**Stated task**
Rewrite the data below, changing every "Query" to "Label" and keeping all else the same. Leave the pictures out of your answer.

Data listing:

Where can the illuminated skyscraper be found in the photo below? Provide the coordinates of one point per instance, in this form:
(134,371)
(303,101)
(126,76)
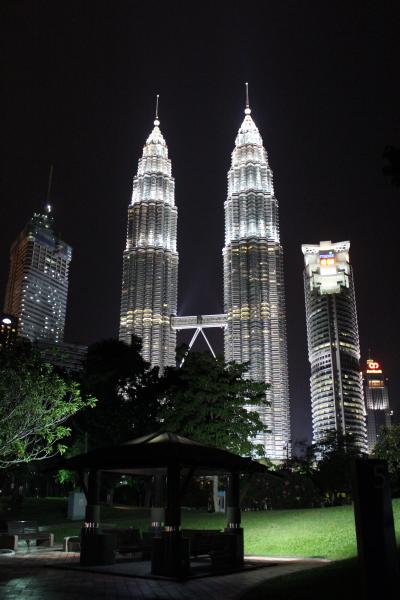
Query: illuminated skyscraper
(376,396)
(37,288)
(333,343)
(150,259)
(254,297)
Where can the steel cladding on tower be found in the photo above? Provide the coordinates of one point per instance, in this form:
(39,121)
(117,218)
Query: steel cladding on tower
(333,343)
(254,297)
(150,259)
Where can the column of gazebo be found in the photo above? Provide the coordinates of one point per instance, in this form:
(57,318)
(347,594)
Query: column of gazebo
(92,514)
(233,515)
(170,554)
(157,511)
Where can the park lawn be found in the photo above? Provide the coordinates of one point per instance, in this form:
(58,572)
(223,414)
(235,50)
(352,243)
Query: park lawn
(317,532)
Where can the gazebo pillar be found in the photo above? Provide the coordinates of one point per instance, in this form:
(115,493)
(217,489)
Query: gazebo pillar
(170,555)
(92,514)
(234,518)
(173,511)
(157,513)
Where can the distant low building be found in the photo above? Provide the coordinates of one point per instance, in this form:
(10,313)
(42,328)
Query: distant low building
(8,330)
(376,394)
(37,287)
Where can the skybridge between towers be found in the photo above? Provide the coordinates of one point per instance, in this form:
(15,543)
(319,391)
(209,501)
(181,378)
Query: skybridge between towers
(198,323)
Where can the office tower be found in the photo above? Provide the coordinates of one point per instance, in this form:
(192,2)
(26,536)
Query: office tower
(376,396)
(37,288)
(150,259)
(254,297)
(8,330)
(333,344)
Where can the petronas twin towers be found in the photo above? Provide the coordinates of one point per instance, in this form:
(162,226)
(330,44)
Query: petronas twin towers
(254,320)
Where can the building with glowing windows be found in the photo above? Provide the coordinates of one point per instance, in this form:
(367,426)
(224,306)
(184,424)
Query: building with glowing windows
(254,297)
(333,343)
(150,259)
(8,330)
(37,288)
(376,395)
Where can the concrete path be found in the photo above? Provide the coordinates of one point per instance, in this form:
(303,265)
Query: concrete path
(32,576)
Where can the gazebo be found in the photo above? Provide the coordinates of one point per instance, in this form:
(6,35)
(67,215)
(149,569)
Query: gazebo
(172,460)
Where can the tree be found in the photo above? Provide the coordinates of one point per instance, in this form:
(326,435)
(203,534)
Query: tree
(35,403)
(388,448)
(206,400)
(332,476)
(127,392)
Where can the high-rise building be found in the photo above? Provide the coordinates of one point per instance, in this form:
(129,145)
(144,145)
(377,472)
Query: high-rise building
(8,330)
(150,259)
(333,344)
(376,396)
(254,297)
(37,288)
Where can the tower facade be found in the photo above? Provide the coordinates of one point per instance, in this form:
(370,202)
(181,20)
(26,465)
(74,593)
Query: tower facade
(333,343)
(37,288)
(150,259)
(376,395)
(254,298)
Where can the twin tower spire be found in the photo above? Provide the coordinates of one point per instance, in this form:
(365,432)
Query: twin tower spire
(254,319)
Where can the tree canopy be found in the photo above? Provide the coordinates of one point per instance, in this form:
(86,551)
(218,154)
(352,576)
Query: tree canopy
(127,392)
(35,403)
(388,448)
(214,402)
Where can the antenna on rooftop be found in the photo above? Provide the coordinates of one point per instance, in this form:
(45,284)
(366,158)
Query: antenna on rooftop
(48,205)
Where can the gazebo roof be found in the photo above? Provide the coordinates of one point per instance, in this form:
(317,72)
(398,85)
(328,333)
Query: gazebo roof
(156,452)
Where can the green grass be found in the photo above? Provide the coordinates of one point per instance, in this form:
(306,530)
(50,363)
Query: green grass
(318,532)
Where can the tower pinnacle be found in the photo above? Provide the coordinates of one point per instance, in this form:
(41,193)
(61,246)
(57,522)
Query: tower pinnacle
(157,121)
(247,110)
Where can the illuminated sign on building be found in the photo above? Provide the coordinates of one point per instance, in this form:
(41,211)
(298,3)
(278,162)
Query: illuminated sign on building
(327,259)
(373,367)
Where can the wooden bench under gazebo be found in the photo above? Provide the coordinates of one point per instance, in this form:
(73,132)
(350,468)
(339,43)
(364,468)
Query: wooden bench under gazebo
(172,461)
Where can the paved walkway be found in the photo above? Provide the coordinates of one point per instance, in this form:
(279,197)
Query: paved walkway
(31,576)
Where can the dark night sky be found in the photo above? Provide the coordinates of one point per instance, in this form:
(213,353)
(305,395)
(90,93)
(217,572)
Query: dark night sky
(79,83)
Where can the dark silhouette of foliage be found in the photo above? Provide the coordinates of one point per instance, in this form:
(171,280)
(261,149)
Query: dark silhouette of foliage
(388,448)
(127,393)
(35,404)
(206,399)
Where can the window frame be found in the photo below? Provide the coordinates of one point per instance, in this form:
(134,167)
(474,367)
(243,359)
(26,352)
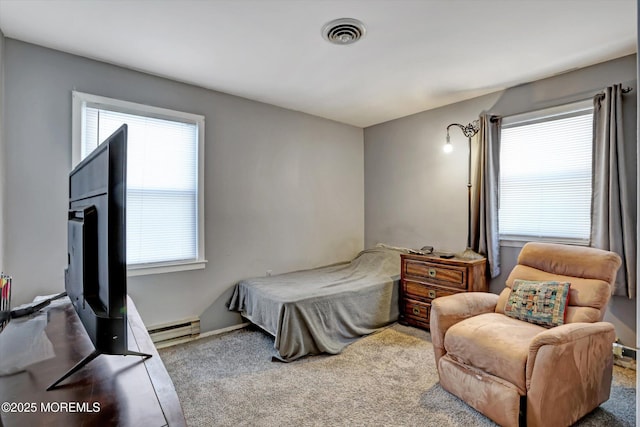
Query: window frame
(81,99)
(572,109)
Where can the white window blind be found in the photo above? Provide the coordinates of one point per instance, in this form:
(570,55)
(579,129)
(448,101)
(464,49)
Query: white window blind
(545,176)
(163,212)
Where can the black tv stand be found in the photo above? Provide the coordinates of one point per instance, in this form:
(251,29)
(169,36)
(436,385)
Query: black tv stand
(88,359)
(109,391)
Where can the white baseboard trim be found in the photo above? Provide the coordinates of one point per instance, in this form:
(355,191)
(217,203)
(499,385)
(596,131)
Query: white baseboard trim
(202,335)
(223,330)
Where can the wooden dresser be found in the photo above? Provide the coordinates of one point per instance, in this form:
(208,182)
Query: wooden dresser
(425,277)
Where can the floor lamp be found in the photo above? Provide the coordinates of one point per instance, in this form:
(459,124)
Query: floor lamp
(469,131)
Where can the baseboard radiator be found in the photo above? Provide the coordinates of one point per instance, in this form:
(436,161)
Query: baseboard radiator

**Result of the task**
Where can the illuminated skyscraper be found in the photo below? Provide the coordinates of one point per instance, in this form:
(134,371)
(303,101)
(126,76)
Label: illuminated skyscraper
(376,396)
(37,288)
(333,343)
(150,259)
(254,297)
Where can the steel cladding on tower be found in the photo above? Provide the coordinates of one point per instance, in this form:
(39,121)
(117,218)
Label: steel cladding on tower
(333,343)
(254,297)
(150,259)
Where can the column of gazebo be found in the photo above? Provide the coordinates of one point per instance, in this form:
(57,318)
(347,594)
Label: column of gazebo
(92,514)
(233,515)
(170,554)
(157,511)
Where can the park lawn be found in the photo above? Provide the coordinates of one point per instance, in this form:
(58,572)
(223,414)
(235,50)
(352,243)
Label: park lawn
(317,532)
Where can the gazebo pillar be found in the photo above? Provide the coordinates of one point per instance, in this form:
(115,493)
(217,489)
Label: gazebo pillar
(170,555)
(92,514)
(234,518)
(173,511)
(157,513)
Where can the distant low building be found in the photo above? Provide the coordinates of one point per instance, in this form:
(10,313)
(42,328)
Label: distant low building
(8,330)
(376,394)
(37,287)
Where can the skybridge between towers be found in the photo above? Provide the coordinates of one point per instance, in this form:
(15,543)
(319,391)
(209,501)
(181,378)
Label: skybridge between towers
(198,323)
Where can the office tower be found in the photo above? Provide the coordinates of one point per instance, in this form:
(192,2)
(26,536)
Label: office tower
(376,396)
(37,288)
(150,259)
(254,297)
(8,330)
(333,344)
Where can the petronas twin towers be found in the photo above? Provide the coordinates of one point per instance, in this form:
(162,226)
(330,44)
Label: petronas twin towers
(254,320)
Where can the building with glowing windows be found in the photo above? Provide the coordinates of one point per instance, in this form:
(367,426)
(224,306)
(184,424)
Label: building with glowing windows
(254,297)
(333,343)
(150,259)
(8,330)
(37,288)
(376,395)
Where can the concrete path be found in the photo above? Provide the coordinates of one point per instance, in this form:
(303,265)
Label: concrete path
(32,576)
Where can the gazebo be found in the photo above? Provide the coordinates of one point per instance, in this form:
(6,35)
(67,215)
(149,569)
Label: gazebo
(172,460)
Where can the tree be found in the photo above? Provide the coordinates of one point per instance, in this form:
(326,435)
(203,534)
Label: tree
(35,403)
(388,448)
(206,400)
(332,476)
(127,392)
Where can the high-rise building be found in the photo above? Provide the coordinates of one point per instance, in this form:
(129,145)
(144,145)
(377,472)
Label: high-rise building
(8,330)
(150,259)
(333,344)
(376,396)
(254,297)
(37,288)
Where can the tower facade be found in the photo above? Provide the coordinates of one point per instance, in this form:
(370,202)
(181,20)
(26,465)
(74,593)
Label: tower facade
(333,343)
(37,288)
(150,259)
(376,395)
(254,298)
Where can the twin tower spire be found in the photo above? Provide the coordinates of one point per instance, in this form:
(365,432)
Label: twin tower spire
(254,319)
Where can the tree canopy be found in the photo above? Provide the coordinates of one point per instance, in this form:
(86,551)
(218,154)
(352,576)
Label: tree canopy
(127,392)
(35,403)
(388,448)
(214,402)
Where can the antenna on rooftop be found in the photo above? Provide the coordinates of one point per instance, in this form:
(45,284)
(366,158)
Label: antenna on rooftop
(48,205)
Where can the gazebo roof be found in the photo above? Provide the coordinates of one point per instance, in this form:
(317,72)
(398,85)
(328,333)
Label: gazebo roof
(156,452)
Where can the green grass be found in the photo above? Provide the coordinates of one point per instance, in this form:
(306,530)
(50,363)
Label: green grass
(318,532)
Where can the tower pinnacle be found in the photo above? Provide the coordinates of one point per instance, in this form:
(41,193)
(61,246)
(57,522)
Label: tower pinnacle
(157,121)
(247,110)
Where can the illuminated sign on building be found in the photo above? Provide the coordinates of one point per instance, in this form:
(41,211)
(298,3)
(278,162)
Label: illuminated sign on building
(327,259)
(373,367)
Where can the wooden bench under gazebo be found in the photo above? Provide the coordinates of one point per instance, in this form:
(73,132)
(350,468)
(339,43)
(364,468)
Label: wooden bench under gazebo
(172,461)
Where can the paved walkway be found in the photo above? Provide the coordinates of one point per instance, in this form:
(279,197)
Label: paved walkway
(31,576)
Where can the dark night sky be found in the photo above? Provide the coordinates of one point per instance, in this form:
(213,353)
(305,395)
(90,93)
(217,572)
Label: dark night sky
(79,83)
Where can the dark silhouette of foliage be found in the photo above? Provide the coordinates of one point per instance, in this form:
(171,280)
(261,149)
Label: dark silhouette of foliage
(388,448)
(127,393)
(35,404)
(206,399)
Where can the window frame be found in the photo below? Provide the coordinates of one point per instance, in this form:
(134,167)
(474,367)
(243,359)
(26,352)
Label: window frame
(81,99)
(572,109)
Where can the white window blind be found in the photo above? Provide the coordinates of one point per instance, in this form:
(570,55)
(579,129)
(448,101)
(464,49)
Label: white window blind
(545,176)
(163,212)
Where can the black tv stand be found in the photo above? Provide the coordinates of one point per instance, in this form:
(251,29)
(169,36)
(436,385)
Label: black tv stand
(88,359)
(109,391)
Where can the white baseboard trim be found in the photo above? Provide the coordinates of one point per instance, in this form:
(355,191)
(217,203)
(499,385)
(596,131)
Label: white baseboard trim
(202,335)
(223,330)
Where can the wooden dresser be found in the photo above? Provide the coordinates of one point per instance, in this form:
(208,182)
Label: wooden dresser
(425,277)
Where can the floor lamp be found in the photo above? Provide the coordinates of one point per instance, in this form:
(459,124)
Label: floor lamp
(469,131)
Where can the baseboard radiator be found in the photo above? Provide the coordinates of one point per instance, in this form:
(436,161)
Label: baseboard radiator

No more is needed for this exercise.